(Exercise objective): Begin at the line that holds "indicate the green hedge, one" and retype every line through the end of the material, both included. Leave out the pictures.

(Dataset):

^^^^^^^^^^^^^^^^

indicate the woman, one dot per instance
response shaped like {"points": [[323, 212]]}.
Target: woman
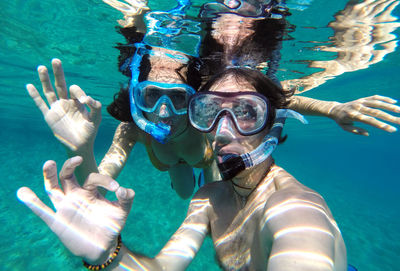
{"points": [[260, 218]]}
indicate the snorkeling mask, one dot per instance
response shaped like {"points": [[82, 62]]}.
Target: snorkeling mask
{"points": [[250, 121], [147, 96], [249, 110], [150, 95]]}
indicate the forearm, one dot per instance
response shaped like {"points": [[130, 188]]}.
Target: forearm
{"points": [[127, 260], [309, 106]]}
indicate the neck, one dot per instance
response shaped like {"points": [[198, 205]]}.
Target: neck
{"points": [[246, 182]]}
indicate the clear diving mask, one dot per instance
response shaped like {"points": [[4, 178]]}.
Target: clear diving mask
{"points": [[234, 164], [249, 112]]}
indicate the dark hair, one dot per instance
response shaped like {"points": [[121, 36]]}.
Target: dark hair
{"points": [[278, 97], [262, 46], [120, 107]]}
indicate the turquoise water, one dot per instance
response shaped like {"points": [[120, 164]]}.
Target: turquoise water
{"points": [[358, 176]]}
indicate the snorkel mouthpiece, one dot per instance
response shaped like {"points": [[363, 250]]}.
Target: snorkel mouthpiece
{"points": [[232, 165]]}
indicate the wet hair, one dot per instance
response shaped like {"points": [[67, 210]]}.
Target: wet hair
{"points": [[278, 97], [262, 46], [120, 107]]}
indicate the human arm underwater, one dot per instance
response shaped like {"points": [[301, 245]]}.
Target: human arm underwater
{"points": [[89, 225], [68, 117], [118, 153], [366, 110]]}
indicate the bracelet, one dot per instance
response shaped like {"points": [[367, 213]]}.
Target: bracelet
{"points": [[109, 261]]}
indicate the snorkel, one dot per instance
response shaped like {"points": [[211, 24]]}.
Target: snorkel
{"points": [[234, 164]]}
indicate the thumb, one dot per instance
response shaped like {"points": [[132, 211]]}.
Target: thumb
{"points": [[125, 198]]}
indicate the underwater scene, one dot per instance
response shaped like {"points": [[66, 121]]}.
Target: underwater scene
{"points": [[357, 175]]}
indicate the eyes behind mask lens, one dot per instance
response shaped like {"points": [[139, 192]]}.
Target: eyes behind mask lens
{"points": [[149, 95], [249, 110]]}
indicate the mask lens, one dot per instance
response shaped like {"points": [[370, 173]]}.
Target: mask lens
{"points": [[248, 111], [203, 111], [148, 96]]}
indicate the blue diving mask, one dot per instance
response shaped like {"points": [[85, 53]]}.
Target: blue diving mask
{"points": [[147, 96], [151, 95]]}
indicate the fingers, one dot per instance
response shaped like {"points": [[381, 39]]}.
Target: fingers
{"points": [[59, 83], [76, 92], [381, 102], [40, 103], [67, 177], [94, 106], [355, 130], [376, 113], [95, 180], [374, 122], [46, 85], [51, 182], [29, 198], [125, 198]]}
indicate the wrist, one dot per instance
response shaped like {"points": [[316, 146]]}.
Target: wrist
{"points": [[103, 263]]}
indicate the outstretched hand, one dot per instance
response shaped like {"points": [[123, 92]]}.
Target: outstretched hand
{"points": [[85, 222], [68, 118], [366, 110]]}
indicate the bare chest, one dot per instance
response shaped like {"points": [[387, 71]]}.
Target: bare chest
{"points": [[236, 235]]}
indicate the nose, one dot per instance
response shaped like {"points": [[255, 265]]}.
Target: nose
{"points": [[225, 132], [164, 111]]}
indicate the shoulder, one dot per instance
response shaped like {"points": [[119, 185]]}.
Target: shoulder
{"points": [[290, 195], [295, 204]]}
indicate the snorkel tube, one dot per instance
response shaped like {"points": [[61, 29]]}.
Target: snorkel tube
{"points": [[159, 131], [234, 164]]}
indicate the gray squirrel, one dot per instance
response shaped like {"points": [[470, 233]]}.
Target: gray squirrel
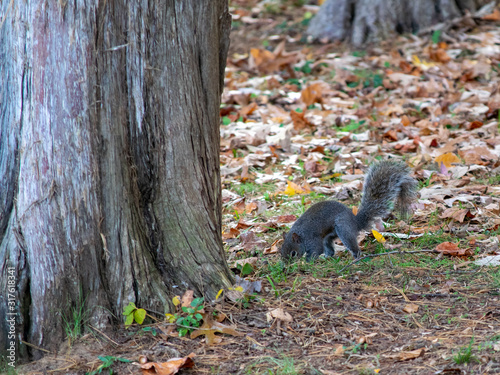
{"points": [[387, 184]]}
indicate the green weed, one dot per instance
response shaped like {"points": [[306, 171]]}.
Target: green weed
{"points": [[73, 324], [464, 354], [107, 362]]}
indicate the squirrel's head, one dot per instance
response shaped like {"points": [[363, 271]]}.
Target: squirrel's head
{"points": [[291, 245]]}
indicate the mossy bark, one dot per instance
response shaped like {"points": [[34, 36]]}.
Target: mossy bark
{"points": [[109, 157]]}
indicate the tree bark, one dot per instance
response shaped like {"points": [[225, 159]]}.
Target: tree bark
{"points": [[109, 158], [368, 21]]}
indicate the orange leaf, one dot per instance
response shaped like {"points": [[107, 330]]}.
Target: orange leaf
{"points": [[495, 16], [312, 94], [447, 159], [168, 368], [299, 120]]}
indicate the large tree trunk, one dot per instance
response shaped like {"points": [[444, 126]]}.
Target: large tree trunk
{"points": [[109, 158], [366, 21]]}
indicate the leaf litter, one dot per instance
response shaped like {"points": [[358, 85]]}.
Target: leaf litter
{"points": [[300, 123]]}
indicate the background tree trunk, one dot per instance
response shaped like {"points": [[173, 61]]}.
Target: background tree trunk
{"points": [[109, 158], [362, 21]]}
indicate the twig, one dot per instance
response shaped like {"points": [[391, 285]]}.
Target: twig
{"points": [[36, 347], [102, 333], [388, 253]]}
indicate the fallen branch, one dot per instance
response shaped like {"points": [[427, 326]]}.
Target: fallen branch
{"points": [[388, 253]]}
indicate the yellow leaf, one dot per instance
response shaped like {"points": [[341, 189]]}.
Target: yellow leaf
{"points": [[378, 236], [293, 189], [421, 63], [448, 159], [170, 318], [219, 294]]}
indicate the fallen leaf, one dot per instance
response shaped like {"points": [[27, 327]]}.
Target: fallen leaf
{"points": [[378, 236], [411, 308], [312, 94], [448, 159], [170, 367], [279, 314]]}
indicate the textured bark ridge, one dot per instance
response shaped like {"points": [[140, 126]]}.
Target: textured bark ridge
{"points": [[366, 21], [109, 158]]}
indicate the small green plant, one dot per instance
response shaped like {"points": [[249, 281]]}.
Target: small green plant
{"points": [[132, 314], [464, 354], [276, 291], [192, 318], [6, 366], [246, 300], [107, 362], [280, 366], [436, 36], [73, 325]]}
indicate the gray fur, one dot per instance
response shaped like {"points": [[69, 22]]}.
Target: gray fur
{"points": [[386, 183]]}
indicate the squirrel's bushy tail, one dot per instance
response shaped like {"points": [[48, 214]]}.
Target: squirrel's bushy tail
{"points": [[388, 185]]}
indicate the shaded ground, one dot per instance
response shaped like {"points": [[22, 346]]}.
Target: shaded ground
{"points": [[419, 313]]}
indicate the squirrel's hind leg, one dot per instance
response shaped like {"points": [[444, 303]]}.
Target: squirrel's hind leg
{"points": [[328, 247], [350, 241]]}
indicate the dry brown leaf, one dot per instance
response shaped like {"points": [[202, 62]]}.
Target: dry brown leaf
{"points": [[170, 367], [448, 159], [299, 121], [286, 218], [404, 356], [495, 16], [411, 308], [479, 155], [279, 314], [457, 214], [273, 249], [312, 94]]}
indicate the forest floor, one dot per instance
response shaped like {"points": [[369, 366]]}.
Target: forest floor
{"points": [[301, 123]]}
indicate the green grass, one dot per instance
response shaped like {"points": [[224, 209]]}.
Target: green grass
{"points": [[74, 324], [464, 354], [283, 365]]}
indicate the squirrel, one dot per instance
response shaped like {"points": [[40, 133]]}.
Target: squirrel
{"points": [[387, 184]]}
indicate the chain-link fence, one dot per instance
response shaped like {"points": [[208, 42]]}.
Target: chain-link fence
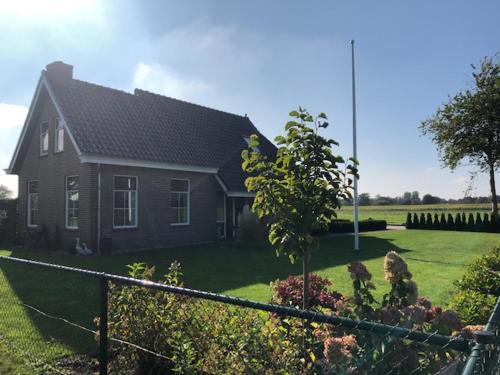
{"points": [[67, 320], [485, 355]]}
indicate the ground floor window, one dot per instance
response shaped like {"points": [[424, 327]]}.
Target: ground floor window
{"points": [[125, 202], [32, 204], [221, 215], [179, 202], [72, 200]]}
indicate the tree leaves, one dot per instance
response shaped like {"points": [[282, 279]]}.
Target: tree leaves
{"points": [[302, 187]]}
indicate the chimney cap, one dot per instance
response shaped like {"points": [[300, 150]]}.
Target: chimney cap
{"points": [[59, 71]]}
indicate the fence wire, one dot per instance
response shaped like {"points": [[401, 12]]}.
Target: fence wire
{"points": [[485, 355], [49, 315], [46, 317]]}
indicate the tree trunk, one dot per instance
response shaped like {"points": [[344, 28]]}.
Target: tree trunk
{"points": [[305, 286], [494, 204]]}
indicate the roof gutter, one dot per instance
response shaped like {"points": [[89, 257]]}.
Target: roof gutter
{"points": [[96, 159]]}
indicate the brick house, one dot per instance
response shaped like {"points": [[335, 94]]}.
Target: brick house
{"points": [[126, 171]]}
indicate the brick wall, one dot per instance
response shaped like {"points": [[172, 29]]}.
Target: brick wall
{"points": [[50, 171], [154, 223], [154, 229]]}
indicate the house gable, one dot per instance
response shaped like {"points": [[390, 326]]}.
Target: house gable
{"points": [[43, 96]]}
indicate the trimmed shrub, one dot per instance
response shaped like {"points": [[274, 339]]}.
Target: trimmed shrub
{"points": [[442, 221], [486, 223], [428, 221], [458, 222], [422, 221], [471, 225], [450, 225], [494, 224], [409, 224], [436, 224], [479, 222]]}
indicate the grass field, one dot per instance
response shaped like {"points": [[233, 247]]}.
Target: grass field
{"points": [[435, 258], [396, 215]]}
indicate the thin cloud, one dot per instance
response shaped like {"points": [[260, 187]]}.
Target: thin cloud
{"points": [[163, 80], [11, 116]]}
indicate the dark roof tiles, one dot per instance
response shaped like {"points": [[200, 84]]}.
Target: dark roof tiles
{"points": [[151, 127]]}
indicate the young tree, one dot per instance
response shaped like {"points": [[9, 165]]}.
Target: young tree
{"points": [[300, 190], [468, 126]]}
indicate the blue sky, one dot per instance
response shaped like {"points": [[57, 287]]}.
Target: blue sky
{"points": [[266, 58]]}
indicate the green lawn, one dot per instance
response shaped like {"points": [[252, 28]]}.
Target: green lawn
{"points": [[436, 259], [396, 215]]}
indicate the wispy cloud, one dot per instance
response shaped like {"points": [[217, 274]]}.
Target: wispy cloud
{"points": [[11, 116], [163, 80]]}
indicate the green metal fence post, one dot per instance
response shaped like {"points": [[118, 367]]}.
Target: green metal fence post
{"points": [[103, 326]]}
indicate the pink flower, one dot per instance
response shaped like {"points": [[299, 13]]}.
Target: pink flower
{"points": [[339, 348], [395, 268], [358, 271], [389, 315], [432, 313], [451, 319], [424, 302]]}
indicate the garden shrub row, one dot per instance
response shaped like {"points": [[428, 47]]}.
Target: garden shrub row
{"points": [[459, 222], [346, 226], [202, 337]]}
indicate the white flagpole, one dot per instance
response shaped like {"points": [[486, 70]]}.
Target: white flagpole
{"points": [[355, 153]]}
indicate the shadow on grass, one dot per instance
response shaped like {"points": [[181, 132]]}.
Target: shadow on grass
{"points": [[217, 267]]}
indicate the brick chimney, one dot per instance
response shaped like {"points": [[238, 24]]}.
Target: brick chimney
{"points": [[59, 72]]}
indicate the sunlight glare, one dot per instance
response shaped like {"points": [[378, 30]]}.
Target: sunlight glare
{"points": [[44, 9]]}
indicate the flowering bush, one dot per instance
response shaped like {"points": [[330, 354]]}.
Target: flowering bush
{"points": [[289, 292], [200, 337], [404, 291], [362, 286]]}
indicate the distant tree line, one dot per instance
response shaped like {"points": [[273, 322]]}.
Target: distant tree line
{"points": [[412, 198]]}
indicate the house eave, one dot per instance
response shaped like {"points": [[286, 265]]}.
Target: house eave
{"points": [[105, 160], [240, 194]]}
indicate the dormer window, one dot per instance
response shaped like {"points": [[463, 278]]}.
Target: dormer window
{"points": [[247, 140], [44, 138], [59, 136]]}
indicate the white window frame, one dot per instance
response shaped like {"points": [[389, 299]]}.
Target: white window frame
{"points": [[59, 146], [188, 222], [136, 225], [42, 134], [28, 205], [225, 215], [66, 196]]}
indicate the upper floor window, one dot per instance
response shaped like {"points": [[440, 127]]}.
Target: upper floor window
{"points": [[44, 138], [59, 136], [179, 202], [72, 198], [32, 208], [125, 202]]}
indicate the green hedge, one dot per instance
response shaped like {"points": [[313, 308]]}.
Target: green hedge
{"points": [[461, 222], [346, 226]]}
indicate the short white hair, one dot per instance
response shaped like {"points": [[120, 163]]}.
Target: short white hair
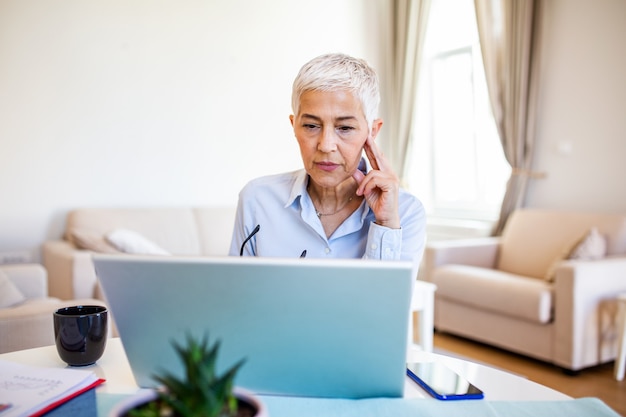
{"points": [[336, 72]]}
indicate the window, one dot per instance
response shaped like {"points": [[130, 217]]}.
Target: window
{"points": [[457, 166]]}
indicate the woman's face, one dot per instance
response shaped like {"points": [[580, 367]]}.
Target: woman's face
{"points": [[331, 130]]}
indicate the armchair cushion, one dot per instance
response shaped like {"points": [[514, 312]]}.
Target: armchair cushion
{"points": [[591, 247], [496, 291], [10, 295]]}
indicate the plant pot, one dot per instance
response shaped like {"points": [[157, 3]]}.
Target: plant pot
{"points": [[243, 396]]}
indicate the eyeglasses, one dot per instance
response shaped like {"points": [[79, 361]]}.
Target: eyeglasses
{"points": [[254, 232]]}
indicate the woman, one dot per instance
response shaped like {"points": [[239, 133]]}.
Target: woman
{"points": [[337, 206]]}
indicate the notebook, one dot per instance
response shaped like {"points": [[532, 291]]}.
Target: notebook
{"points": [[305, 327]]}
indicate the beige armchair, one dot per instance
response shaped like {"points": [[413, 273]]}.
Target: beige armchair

^^^^^^^^^^^^^^^^

(Task solution):
indicate the green hedge, one dot per instance
response shaped like {"points": [[313, 308]]}.
Target: green hedge
{"points": [[461, 222], [346, 226]]}
indicate the short white hair, one dot per instance
response shaped like {"points": [[120, 163]]}.
Target: short white hair
{"points": [[336, 72]]}
indicate the window, one dot per instance
response shaped like {"points": [[130, 217]]}.
Target: window
{"points": [[457, 166]]}
indicate the woman's face, one dot per instance
response shaped like {"points": [[580, 367]]}.
Target: woman's face
{"points": [[331, 130]]}
indicate the armchair cushion, one dot per instance
response shaped like {"points": [[514, 312]]}.
Target: armchair cushion
{"points": [[591, 247], [496, 291], [10, 295]]}
indicate the plant pot, one dot per instance
response shaped like {"points": [[157, 3]]}.
Target: plant pot
{"points": [[243, 396]]}
indicate the eyeglasses, one dot per instance
response shaped like {"points": [[79, 361]]}.
Target: eyeglasses
{"points": [[254, 232]]}
indicate the woman, one dot per instance
response shaped like {"points": [[239, 133]]}.
Target: woman
{"points": [[337, 206]]}
indicate the notebook, one dot per instance
response shaped like {"points": [[532, 291]]}.
Target: notebook
{"points": [[305, 327]]}
indicate the beige armchair, one dot per instance
response shaped like {"points": [[413, 273]]}.
Target: beige armchair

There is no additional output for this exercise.